### Passage shown
★ ★ ★ ★ ★ ★ ★

I am 18 and I survived Suicide
There's no clear beginning to my struggle with mental illness, and I don't think there ever is. My current diagnoses are: Major Depressive Disorder, Generalized Anxiety Disorder, Social Anxiety Disorder, OCD, Complex PTSD, Dissociative Identity Disorder, and Anorexia Nervosa. That list was ever changing for a long time, but has finally reached some stability.
I've been depressed my whole life. I remember being five and thinking to myself that I didn't want to live to be six. When I was seven, I thought about killing myself, and, by the time I was nine, I put those plans into action. I didn't know what I was doing or why as I ran in front of cars, hoping they'd hit me. To be honest, I still don't understand why.
Everyone blames it on the trauma. I was sexually abused by my uncle and a friend growing up, physically and emotionally abused by my father, and raped in October of 2016 by a boy at my school. Those people are out of my life now. My uncle is dead, that friend moved away, and I never saw the boy again. I still live with my father, but the abuse has lessened significantly. It's hard for me to accept that such straightforward, terrible things could cause such complex pain. Strangely enough, the worst part of all that trauma happened long after it occurred. It wasn't until February of 2016 that my parents were told the full extent of what had happened to me. They didn't believe it. They told me I was lying. The pain of not being believed by my own parents hurt worse than anything I'd ever endured. I'm still trying to heal and come to a place of understanding with them.
I won't go into detail about my history of suicide. I've attempted enough times to lose count in almost any way you could think of. I was 16 when I first when to the hospital after a particularly bad attempt. Up until then, no one knew about my internal battle with mental illness. My carefully held secret was now open for all to see. I spent the next year in and out of hospitals. Finally, I was sent to residential treatment at Bellefaire JCB in Beachwood, Ohio. My mood and symptoms improved dramatically and I left wondering why I'd ever tried to kill myself in the first place. However, Anorexia still had a firm grip on me.

★ ★ ★ ★ ★ ★ ★

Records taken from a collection

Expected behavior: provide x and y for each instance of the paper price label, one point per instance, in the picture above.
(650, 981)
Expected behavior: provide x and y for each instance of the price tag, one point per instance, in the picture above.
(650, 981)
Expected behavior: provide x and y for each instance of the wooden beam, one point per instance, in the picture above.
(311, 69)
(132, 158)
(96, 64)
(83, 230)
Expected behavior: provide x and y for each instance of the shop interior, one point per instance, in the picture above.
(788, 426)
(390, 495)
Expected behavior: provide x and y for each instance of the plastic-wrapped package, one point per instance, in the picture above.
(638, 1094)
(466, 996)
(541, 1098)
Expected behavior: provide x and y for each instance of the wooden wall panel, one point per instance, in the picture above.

★ ★ ★ ★ ★ ★ ★

### Tasks to carry out
A: In two sentences, summarize the account of surviving suicide.
B: Answer these questions from the account of surviving suicide.
(i) In what month and year were the writer's parents told the full extent of what had happened?
(ii) At what age did the writer first go to the hospital after an attempt?
(iii) Where did the writer receive residential treatment?
C: Write a continuation of the account of surviving suicide, starting after its final sentence.

### Outputs for the tasks
A: The writer, whose current diagnoses include major depressive disorder, several anxiety disorders, OCD, complex PTSD, dissociative identity disorder, and anorexia nervosa, describes lifelong depression that led to acting on suicide plans by age nine, along with sexual, physical, and emotional abuse and a rape in October 2016. After a first hospital visit at 16 and a year in and out of hospitals, residential treatment at Bellefaire JCB in Beachwood, Ohio, brought dramatic improvement in mood and symptoms, though anorexia still had a firm grip.

B:
(i) February 2016
(ii) 16
(iii) Bellefaire JCB in Beachwood, Ohio

C:
My eating disorder started when I was 13. I restricted my calories to 900 per day and trained as a competitive swimmer for 17 hours a week. Needless to say, it wasn't sustainable. My body rebelled, and I began binging. I'd exercise extra to compensate, and, when that wasn't enough, I began purging. I induced vomiting and abused laxatives and diuretics in an effort to control my weight. The results weren't pretty. I barely lost weight during that time but the damage I did to my body may be irreversible. It wasn't until I was 17 that the phases of restricting and binging (I had EDNOS at that time, not Anorexia) ended. I quit swimming and restricted my calories consistently again. It worked. My weight plummeted along with my happiness. By the time I left for college, I was eating 600 calories a day and suicidal again. I was admitted to Ohio State University's Wexner Medical Center for suicidal ideation and malnutrition. I stayed there for almost a month and would've stayed longer if my parents hadn't insisted they release me. I was sent home heartbroken that I wouldn't be able to continue at OSU until the next academic year. While my heart was broken in some places, it was beginning to heal in others. The kindness and love I was shown during that last hospitalization played what I believe is a key role in restoring my faith in life. My eyes have been opened to all of the people that love me and have tried to help me. I want to live to thank them. Their effort and toil will not be wasted on this life, because I plan to live it.